- TEKST DO ANALIZY -

****************

Kierowcy mają przeróżne nawyki eksploatacyjne. Nie brakuje jednak osób, które po zaświeceniu się rezerwy czekają, aż lampka stanie się... jeszcze bardziej pomarańczowa. Starają się wyjeździć paliwo praktycznie do zera. A robią tak dlatego, żeby później móc zalać pełen bak świeżej benzyny lub oleju napędowego. I taka logika nie jest w stu procentach pozbawiona sensu. Szczególnie ma znaczenie, gdy na stacjach odbywa się zmiana paliw z letnich na zimowe. Wyjeżdżenie starej ropy i zalanie baku zimowym ON, minimalizuje ryzyko wytrącenia się parafiny i zatkania układu wtryskowego w czasie pierwszych mrozów.
Kierowcy muszą jednak wiedzieć, że częsta jazda na rezerwie i wyjeżdżanie paliwa do ostatniej kropelki, mają też drugą stronę medalu. Prędzej lub później takie zachowanie może doprowadzić do... całej serii usterek w samochodzie. A jedną z częstszych jest zatarcie pompy paliwa. To element, który jest zainstalowany w zbiorniku. Pompka zaciąga paliwo z baku i przekazuje do układu wtryskowego - a jednocześnie tym paliwem jest smarowana. W sytuacji, w której w zbiorniku napędu jest mało (a do tego auto jedzie np. w zakręcie), pompka zaczyna pracować na sucho i stopniowo zaciera się. Gdy się zatrze, nie będzie możliwy ani rozruch silnika, ani jazda. Nowa pompa paliwa kosztuje jakieś 400 - 500 zł. Do kwoty tej należy doliczyć jednak jeszcze koszt wymiany.

****************

- DANE ŹRÓDŁOWE -

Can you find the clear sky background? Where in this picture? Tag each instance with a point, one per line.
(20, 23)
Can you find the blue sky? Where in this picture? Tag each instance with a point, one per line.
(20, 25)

****************

- ZADANIA DO WYKONANIA -
(a) Wypisz wszystkie części i układy samochodu, które wymienia tekst o jeździe na rezerwie. Różne nazwy tej samej części podaj razem.
(b) Ile według tekstu o jeździe na rezerwie kosztuje nowa pompa paliwa, jeśli nie liczyć kosztu wymiany?
(c) W tekście o jeździe na rezerwie odszukaj fragment, który zaczyna się od słów "Kierowcy muszą jednak", a kończy na słowach "jeszcze koszt wymiany.". Przepisz ten fragment i zastąp w nim wyraz "zbiorniku" wyrazem "baku".

- ROZWIĄZANIA ZADAŃ -
(a) lampka rezerwy, bak (zbiornik), układ wtryskowy, pompa paliwa (pompka), silnik

(b) Około 400–500 zł.

(c)
Kierowcy muszą jednak wiedzieć, że częsta jazda na rezerwie i wyjeżdżanie paliwa do ostatniej kropelki, mają też drugą stronę medalu. Prędzej lub później takie zachowanie może doprowadzić do... całej serii usterek w samochodzie. A jedną z częstszych jest zatarcie pompy paliwa. To element, który jest zainstalowany w baku. Pompka zaciąga paliwo z baku i przekazuje do układu wtryskowego - a jednocześnie tym paliwem jest smarowana. W sytuacji, w której w baku napędu jest mało (a do tego auto jedzie np. w zakręcie), pompka zaczyna pracować na sucho i stopniowo zaciera się. Gdy się zatrze, nie będzie możliwy ani rozruch silnika, ani jazda. Nowa pompa paliwa kosztuje jakieś 400 - 500 zł. Do kwoty tej należy doliczyć jednak jeszcze koszt wymiany.